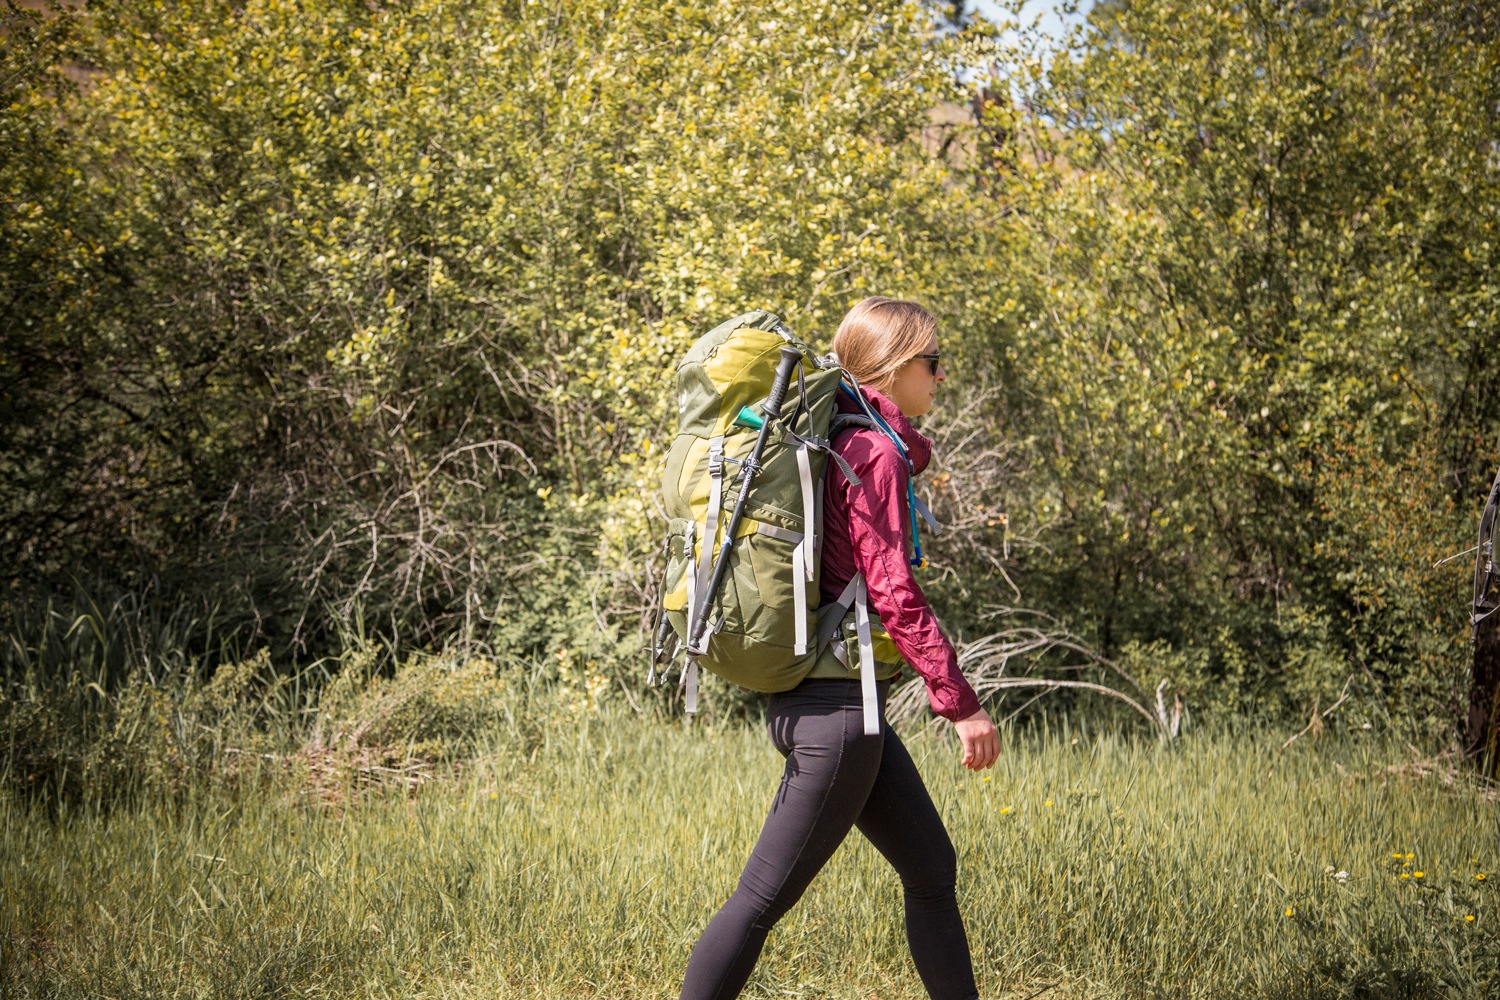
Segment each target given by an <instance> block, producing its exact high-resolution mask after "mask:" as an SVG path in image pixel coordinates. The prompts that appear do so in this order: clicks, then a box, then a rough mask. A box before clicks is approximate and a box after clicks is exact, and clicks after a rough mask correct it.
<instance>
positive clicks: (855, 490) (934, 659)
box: [841, 432, 980, 721]
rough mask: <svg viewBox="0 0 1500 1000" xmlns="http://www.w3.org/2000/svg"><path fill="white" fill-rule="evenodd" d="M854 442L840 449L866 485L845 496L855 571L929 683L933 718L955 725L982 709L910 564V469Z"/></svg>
mask: <svg viewBox="0 0 1500 1000" xmlns="http://www.w3.org/2000/svg"><path fill="white" fill-rule="evenodd" d="M850 438H852V439H850V441H849V445H847V450H841V451H843V454H844V459H847V460H849V463H850V465H852V466H853V469H855V472H856V474H858V475H859V480H861V486H858V487H849V492H847V498H849V505H847V508H849V540H850V543H852V549H853V561H855V568H856V570H858V571H859V573H861V574H864V582H865V588H867V589H868V592H870V606H871V607H873V609H874V612H876V613H877V615H879V616H880V624H882V625H883V627H885V631H888V633H889V634H891V639H892V640H894V642H895V648H897V649H898V651H900V654H901V657H903V658H904V660H906V663H909V664H910V666H912V669H913V670H916V673H919V675H921V678H922V681H926V682H927V700H929V702H930V703H932V708H933V712H936V714H938V715H942V717H944V718H947V720H950V721H959V720H960V718H966V717H969V715H972V714H974V712H977V711H980V699H978V697H977V696H975V693H974V688H972V687H969V681H968V679H965V676H963V673H962V672H960V670H959V655H957V654H956V652H954V648H953V643H950V642H948V637H947V636H944V634H942V628H939V625H938V616H936V615H933V610H932V607H930V606H929V604H927V597H926V595H924V594H922V589H921V586H918V583H916V577H915V576H913V574H912V565H910V562H909V561H907V555H906V523H907V520H906V519H907V517H909V514H907V513H906V481H907V472H906V463H904V460H903V459H901V456H900V454H897V453H895V450H894V448H892V447H891V445H889V444H886V442H883V441H880V439H879V438H876V436H874V435H873V433H868V432H861V433H855V435H850Z"/></svg>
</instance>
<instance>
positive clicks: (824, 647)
mask: <svg viewBox="0 0 1500 1000" xmlns="http://www.w3.org/2000/svg"><path fill="white" fill-rule="evenodd" d="M858 579H859V574H858V573H856V574H855V576H853V579H852V580H849V582H847V583H846V585H844V589H843V591H841V592H840V594H838V600H837V601H834V603H832V604H829V606H828V607H826V609H825V610H823V616H822V619H820V621H819V622H817V648H819V649H826V648H828V646H829V643H832V646H834V655H837V654H838V643H834V636H837V634H838V627H840V625H843V616H844V615H847V613H849V609H850V607H853V595H855V591H858V583H856V582H858ZM835 609H837V612H835ZM841 661H843V657H840V663H841ZM844 666H847V664H844Z"/></svg>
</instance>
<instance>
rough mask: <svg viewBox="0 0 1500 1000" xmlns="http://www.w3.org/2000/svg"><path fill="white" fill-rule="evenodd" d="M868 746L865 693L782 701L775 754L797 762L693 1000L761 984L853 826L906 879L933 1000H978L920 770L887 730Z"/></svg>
mask: <svg viewBox="0 0 1500 1000" xmlns="http://www.w3.org/2000/svg"><path fill="white" fill-rule="evenodd" d="M886 688H888V685H886V684H880V706H882V721H880V735H879V736H865V735H864V714H862V709H861V705H859V684H858V681H804V682H802V684H799V685H798V687H795V688H792V690H790V691H786V693H783V694H772V696H771V703H769V708H768V711H766V729H769V732H771V742H772V744H775V748H777V750H778V751H780V753H781V756H783V757H786V769H784V771H783V772H781V784H780V787H778V789H777V792H775V799H772V802H771V813H769V816H766V820H765V828H763V829H762V831H760V840H759V841H756V846H754V850H753V852H751V855H750V861H748V864H745V870H744V874H741V876H739V886H738V888H736V889H735V894H733V895H732V897H730V898H729V901H727V903H726V904H724V906H723V909H721V910H718V913H717V915H714V919H712V921H709V924H708V930H705V931H703V936H702V939H699V942H697V946H696V948H694V949H693V957H691V960H688V963H687V976H685V981H684V984H682V1000H729V999H730V997H736V996H738V994H739V991H741V990H742V988H744V985H745V981H747V979H750V972H751V970H753V969H754V964H756V960H757V958H759V957H760V948H762V946H763V945H765V937H766V934H768V933H769V931H771V927H772V925H774V924H775V922H777V921H778V919H781V916H783V915H784V913H786V912H787V910H790V909H792V904H793V903H796V900H798V898H801V895H802V892H804V891H805V889H807V886H808V883H811V880H813V876H816V874H817V871H819V870H820V868H822V867H823V865H825V864H826V862H828V859H829V858H831V856H832V853H834V849H837V847H838V844H840V843H841V841H843V838H844V835H846V834H847V832H849V828H850V826H858V828H859V832H861V834H864V835H865V838H867V840H868V841H870V843H871V844H874V847H876V850H879V852H880V853H882V855H885V859H886V861H889V862H891V867H894V868H895V871H897V874H898V876H900V877H901V891H903V895H904V900H906V942H907V945H909V946H910V949H912V960H913V961H915V964H916V973H918V975H919V976H921V978H922V985H924V987H927V996H930V997H933V1000H974V999H975V997H978V991H977V988H975V985H974V966H972V963H971V960H969V940H968V937H966V936H965V931H963V918H960V916H959V901H957V898H956V897H954V882H956V877H957V862H956V858H954V850H953V843H951V841H950V840H948V831H947V829H944V825H942V819H941V817H939V816H938V810H936V808H935V807H933V802H932V798H930V796H929V795H927V787H926V786H924V784H922V778H921V775H919V774H918V772H916V765H913V763H912V757H910V754H909V753H906V747H904V745H901V741H900V738H898V736H897V735H895V732H894V730H891V727H889V724H886V723H885V721H883V708H885V693H886Z"/></svg>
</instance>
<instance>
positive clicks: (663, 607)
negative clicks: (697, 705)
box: [652, 310, 898, 735]
mask: <svg viewBox="0 0 1500 1000" xmlns="http://www.w3.org/2000/svg"><path fill="white" fill-rule="evenodd" d="M843 376H846V373H844V372H843V369H841V367H840V366H838V361H837V358H834V357H817V355H816V354H814V352H813V351H811V349H810V348H808V346H807V345H805V343H802V342H801V340H798V339H796V337H795V336H793V334H792V331H790V330H787V328H786V325H783V324H781V321H780V319H778V318H777V316H775V315H774V313H769V312H765V310H754V312H748V313H744V315H741V316H735V318H733V319H730V321H729V322H724V324H721V325H718V327H715V328H714V330H711V331H709V333H706V334H703V336H702V337H700V339H699V340H697V342H696V343H694V345H693V346H691V349H690V351H688V352H687V355H685V357H684V358H682V361H681V363H679V364H678V372H676V391H678V435H676V439H675V441H673V442H672V450H670V451H669V453H667V460H666V471H664V474H663V477H661V493H663V499H664V504H666V514H667V519H669V520H667V538H666V549H667V567H666V580H664V583H663V588H661V589H663V598H661V622H660V625H658V628H657V640H655V646H654V664H652V679H655V676H657V670H655V667H657V666H660V664H669V663H670V661H672V660H673V658H675V655H676V654H678V652H682V654H684V657H685V661H684V666H682V670H681V682H682V685H684V688H685V694H684V700H685V708H687V711H688V712H694V711H696V709H697V669H699V667H703V669H706V670H711V672H712V673H715V675H718V676H721V678H724V679H726V681H729V682H732V684H738V685H741V687H745V688H750V690H753V691H766V693H774V691H787V690H790V688H793V687H796V685H798V684H799V682H801V681H802V679H804V678H807V676H808V675H810V673H811V670H813V667H814V666H816V664H817V661H819V657H822V655H825V654H829V655H834V657H837V660H838V661H840V663H843V664H844V666H849V664H847V661H849V654H847V651H846V649H844V643H841V642H840V643H834V642H832V640H834V637H835V636H837V634H838V633H840V631H841V630H843V628H846V624H844V618H846V616H847V612H849V610H850V609H853V610H855V621H853V624H852V628H849V631H850V633H852V634H849V639H852V640H853V642H855V643H856V645H858V651H859V652H858V655H859V676H861V684H862V696H864V712H865V732H867V733H871V735H873V733H877V732H879V709H877V706H876V697H874V691H876V688H874V672H876V658H877V657H876V652H877V651H879V652H880V654H883V655H880V657H879V660H880V663H882V666H888V664H889V663H891V661H898V657H897V655H895V652H894V643H891V640H889V637H888V636H885V634H883V633H879V631H877V625H876V627H874V628H871V624H870V613H868V603H867V597H865V589H864V580H862V579H861V577H859V576H858V574H856V576H855V579H853V580H850V582H849V586H846V588H844V592H843V594H841V595H840V598H838V601H835V603H832V604H826V606H819V570H820V562H822V558H820V555H822V550H820V528H822V502H823V501H822V498H823V472H825V466H826V463H828V459H829V456H831V457H832V459H834V462H835V463H837V465H838V468H840V471H841V474H843V475H844V477H847V480H849V481H850V483H852V484H855V486H858V484H859V481H858V478H856V477H855V474H853V471H852V469H849V466H847V465H846V463H844V462H843V459H840V457H838V456H837V454H834V453H832V451H831V439H832V436H834V435H835V433H837V432H838V430H841V429H843V427H844V426H850V424H855V426H871V423H873V421H871V420H870V417H862V415H855V414H837V412H835V411H837V408H835V405H834V402H835V394H837V393H838V384H840V379H841V378H843ZM861 399H862V397H861ZM877 639H879V640H880V642H879V646H877ZM661 673H663V675H664V673H666V670H664V669H663V672H661ZM846 676H847V675H846Z"/></svg>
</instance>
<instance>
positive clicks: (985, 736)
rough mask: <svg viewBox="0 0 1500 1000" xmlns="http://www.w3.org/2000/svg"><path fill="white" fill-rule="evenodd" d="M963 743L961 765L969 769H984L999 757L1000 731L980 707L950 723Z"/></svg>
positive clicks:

——

--- Action item ---
Retype the portion of the data above that starts on the line with "positive clicks: (663, 607)" and finishes on the line with "negative clicks: (697, 705)", including both of those lines.

--- Solution to the problem ---
positive clicks: (663, 607)
negative clicks: (697, 705)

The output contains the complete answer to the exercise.